**What the exercise asks:**
Repeat each line of the material exactly.

Rows from a pointing dataset:
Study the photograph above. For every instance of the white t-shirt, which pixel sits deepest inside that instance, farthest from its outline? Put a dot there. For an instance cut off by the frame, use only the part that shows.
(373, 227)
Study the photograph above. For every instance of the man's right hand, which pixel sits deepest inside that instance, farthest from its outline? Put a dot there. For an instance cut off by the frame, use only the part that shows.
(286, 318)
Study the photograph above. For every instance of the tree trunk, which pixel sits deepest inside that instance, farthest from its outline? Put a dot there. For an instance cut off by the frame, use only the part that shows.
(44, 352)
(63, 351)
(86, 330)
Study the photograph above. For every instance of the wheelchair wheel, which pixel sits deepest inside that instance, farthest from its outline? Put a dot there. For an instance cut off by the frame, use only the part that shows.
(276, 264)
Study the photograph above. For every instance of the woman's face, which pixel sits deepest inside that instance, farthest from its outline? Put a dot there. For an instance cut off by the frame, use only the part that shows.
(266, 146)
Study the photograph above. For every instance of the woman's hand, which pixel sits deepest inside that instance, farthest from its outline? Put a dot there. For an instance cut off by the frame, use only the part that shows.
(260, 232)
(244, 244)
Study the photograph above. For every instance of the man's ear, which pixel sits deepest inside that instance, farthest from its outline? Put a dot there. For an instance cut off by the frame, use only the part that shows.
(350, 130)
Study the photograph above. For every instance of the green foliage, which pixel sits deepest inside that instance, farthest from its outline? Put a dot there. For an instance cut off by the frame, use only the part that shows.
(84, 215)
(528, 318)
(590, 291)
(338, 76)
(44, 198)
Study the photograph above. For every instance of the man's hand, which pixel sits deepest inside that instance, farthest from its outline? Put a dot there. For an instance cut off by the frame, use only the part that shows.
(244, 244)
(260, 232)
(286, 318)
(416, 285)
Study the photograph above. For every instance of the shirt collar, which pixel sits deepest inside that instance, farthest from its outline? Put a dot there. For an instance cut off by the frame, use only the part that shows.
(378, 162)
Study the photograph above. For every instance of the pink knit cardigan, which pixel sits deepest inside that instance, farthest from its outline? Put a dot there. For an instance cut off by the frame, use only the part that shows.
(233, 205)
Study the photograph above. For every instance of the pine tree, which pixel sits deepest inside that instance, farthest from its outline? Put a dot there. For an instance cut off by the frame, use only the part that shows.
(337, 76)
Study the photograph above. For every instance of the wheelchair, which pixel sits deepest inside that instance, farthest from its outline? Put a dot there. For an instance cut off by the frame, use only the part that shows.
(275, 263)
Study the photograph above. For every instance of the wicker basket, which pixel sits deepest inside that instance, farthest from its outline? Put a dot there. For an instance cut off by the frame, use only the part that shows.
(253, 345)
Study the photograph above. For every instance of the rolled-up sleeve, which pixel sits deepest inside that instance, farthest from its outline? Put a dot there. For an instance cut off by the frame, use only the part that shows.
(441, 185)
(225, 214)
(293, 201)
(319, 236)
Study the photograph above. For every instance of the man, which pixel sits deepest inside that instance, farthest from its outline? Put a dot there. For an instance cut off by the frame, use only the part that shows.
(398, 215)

**Task result:**
Study the photograph above. For every instance of the white t-shirt, which pixel sits deepest inside that instance, farthest from its outline? Put a dot there. For an instance cut off by the frame, use only the part that shows.
(373, 227)
Study the photograph above. For every instance of the man's right hand, which pixel sits deepest inside that instance, farthest from its outline? Put a dot there. For an instance cut off by the frame, use only the part that shows.
(286, 318)
Study the photograph above. For every instance of the tree trunk, which pixel sits deepest inside that instance, farthest from its outline? Put a dot there. For an instance cut off by the frame, use only the part that shows.
(44, 352)
(63, 351)
(86, 330)
Study the photograph above. For every instance of the wheelchair wheel, which pixel sits deepest inside that instance, farthest from its outline? Put a dot there. For an instance cut off by the frame, use only the part that shows.
(276, 264)
Study the photograph above. For every instance of the woman's face, which pixel sits deepest inside that instance, farthest from its outline? Put a dot there. For an instance cut off by the frame, use only the part that shows.
(266, 146)
Study the photograph above. For every instance of the woman's hand, which pixel sits deepest inside that instance, farthest from its outline? Put a dot there. For an instance cut off by the frame, use only the part that shows.
(260, 232)
(244, 244)
Study the photograph above. For every instance of the man's ear, which pixel sits deepest inside that instance, farthest from its outline? Put a dot there. For an instance cut off by the frame, use only the part that shows.
(350, 130)
Study the photograph above. For every instance of the green foliage, which pixel sits deepest inside that instance, farthest from its outline? Put a dot there. For an instance cut off by the frame, use only the part that shows.
(84, 215)
(528, 318)
(590, 291)
(338, 76)
(44, 198)
Study the photograph above. For every instance of the man's hand, which pixel sits deepest inside that instance, farthest from its outline? Put a dot there. For an instance cut off by the frame, use only the part that shows.
(244, 244)
(260, 232)
(286, 318)
(416, 285)
Study the photograph above. For every instance of the shirt collar, which pixel sits deepest inside that instance, farthest from its outline? Put a dot there. For an instance cut off by the frame, use only the part that shows.
(378, 162)
Study the photograph above. For every instance of the pink knit cardigan, which pixel sits deepest inside that instance, farthest from its outline? Put a dot there. For an instance cut off by the frame, use only the part that shows.
(233, 205)
Study the photograph above. For every instance of the pine tree, which pixel sits deepest inside that instance, farthest from its outline? Put a dot there. For an instance cut off by the frame, use only the part that shows.
(337, 76)
Study the photograph above. For every instance of the wheelchair, which pixel sits deepest inside that instance, farthest from its outline? Put a dot there. For an instance cut off by the frame, use only the part that shows.
(275, 263)
Study the photograph above. For every instance of the wicker basket, which pixel sits deepest inside that instance, farthest from its outline? Put a dot there. For an instance cut off by the frame, use only the part that shows.
(253, 345)
Study the photograph above. For every instance of the rolled-up sleeve, which pixel sits deepest inside that instance, farthest from its outline? Put a dot there. For an instance cut off by the frame, use only the part that shows.
(441, 185)
(225, 214)
(293, 201)
(319, 236)
Study the photograph above. For every instance of the man, which pixel sits deepest inside that instance, farthest from its outline? Put a dot there. For an instance cut off by the frame, use only the part that shows.
(398, 215)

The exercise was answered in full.